# EXTRACT:
= = = =

Recently Owatonna has seen a large amount of commercial growth, with the arrival of well-known retail and restaurant chains. Some of these are Lowe's, Fleet Farm, Kohl’s, OfficeMax, MGM Liquors, Slumber Land Furniture Outlet, Starbucks Coffee, Caribou Coffee, Dunn Bros. Coffee, Papa Murphy's, Wendy's, Famous Dave’s, Timber Lodge Steak House, McDonalds, Subway, and Burger King.
The city is located in Minnesota’s 26th District, represented by Senator Dick Day, a Republican, who was first elected to the state senate in 1990 and has been reelected five times. In 1998, Senator Day was elected leader of his caucus. He currently sits on the Business, Industry and Jobs Finance; Transportation Budget and Policy Division; State and Local Government Operations and Oversight; and Transportation Committees.
Owatonna also lies in House District 26A, represented by State Representative Connie Ruth, a Republican. She was first elected to that office in 2000, and is currently in her fourth term. Representative Ruth sits on the following committees: Biosciences and Emerging Technology; Education Finance and Economic Competitiveness Finance Division; Higher Education and Work Force Development Policy and Finance Division; Transportation and Transit Policy Subcommittee; and Transportation Finance Division.

= = = =

# SUPPLIED RECORDS:
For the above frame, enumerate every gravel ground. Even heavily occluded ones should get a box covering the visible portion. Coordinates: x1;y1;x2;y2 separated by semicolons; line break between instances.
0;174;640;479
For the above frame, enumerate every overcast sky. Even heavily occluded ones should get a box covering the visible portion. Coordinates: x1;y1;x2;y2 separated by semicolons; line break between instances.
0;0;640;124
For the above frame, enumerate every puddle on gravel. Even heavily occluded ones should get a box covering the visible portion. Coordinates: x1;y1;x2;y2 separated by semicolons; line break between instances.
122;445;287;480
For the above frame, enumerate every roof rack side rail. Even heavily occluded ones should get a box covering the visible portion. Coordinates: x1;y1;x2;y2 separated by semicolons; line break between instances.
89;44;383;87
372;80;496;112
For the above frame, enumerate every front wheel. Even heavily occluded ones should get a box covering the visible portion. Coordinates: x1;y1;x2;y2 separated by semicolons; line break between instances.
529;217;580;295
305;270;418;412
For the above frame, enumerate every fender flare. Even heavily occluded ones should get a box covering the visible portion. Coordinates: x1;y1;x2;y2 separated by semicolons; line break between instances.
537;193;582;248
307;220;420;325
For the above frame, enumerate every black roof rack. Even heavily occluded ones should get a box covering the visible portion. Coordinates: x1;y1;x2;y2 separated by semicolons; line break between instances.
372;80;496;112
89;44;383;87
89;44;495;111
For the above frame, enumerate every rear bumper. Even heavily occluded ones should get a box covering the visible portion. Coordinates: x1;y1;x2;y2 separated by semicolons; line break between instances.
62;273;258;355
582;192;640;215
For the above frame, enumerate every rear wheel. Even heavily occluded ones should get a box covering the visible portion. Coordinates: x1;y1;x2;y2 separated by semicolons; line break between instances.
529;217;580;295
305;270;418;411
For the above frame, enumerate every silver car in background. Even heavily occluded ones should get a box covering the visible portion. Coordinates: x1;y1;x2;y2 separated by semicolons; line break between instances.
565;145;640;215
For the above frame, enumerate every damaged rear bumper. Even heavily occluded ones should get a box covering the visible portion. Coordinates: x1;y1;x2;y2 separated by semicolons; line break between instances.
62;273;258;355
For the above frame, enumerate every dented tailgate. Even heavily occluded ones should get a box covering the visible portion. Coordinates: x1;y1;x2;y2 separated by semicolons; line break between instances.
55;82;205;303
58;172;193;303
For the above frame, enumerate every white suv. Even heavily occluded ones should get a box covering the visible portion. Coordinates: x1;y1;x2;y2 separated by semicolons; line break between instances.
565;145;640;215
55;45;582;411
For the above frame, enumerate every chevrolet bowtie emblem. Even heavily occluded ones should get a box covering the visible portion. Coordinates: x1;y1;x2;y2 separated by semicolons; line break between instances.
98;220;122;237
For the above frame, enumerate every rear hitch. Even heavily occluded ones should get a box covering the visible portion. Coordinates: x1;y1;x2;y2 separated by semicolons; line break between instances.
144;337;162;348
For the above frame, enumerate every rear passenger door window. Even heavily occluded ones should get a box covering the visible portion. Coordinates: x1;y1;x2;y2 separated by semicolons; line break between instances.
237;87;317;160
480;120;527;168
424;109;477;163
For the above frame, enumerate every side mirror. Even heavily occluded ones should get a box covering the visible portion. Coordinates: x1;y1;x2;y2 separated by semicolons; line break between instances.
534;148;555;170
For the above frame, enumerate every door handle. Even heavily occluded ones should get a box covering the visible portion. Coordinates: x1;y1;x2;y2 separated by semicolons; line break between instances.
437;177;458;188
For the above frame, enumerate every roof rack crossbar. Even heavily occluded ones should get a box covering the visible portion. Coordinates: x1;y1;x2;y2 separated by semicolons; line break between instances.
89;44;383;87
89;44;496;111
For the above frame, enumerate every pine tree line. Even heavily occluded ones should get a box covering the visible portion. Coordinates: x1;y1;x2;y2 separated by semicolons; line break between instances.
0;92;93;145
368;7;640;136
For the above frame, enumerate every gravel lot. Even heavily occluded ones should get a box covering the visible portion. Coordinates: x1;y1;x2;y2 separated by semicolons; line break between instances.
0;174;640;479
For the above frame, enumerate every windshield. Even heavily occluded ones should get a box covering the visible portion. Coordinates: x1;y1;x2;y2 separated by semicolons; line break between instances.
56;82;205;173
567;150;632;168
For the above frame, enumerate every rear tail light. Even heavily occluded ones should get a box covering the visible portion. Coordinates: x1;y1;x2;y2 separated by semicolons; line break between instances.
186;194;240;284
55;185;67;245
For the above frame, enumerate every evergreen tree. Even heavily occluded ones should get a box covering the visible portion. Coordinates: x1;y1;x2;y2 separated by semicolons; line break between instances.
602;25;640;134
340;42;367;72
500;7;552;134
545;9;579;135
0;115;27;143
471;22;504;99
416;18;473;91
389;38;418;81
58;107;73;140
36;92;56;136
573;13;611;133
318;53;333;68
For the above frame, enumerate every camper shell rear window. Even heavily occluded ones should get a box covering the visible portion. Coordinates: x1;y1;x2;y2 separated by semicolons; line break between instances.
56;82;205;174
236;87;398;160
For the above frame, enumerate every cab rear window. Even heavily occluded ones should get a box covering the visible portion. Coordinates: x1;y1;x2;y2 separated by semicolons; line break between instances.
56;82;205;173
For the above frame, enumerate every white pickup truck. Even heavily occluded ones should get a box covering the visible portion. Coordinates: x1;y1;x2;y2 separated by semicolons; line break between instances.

= = = =

# ABOUT THIS EXERCISE:
Decide whether each statement agrees with the passage on Owatonna, and support each yes or no with the deciding words quoted from it. 1. Senator Dick Day was first elected to the state senate in 1990. 2. Representative Connie Ruth is serving her third term. 3. Starbucks Coffee is among the chains named as arriving in Owatonna.

# TASK SOLUTION:
1. Yes: "who was first elected to the state senate in 1990"
2. No: "is currently in her fourth term"
3. Yes: "Some of these are Lowe's, Fleet Farm, Kohl’s, OfficeMax, MGM Liquors, Slumber Land Furniture Outlet, Starbucks Coffee"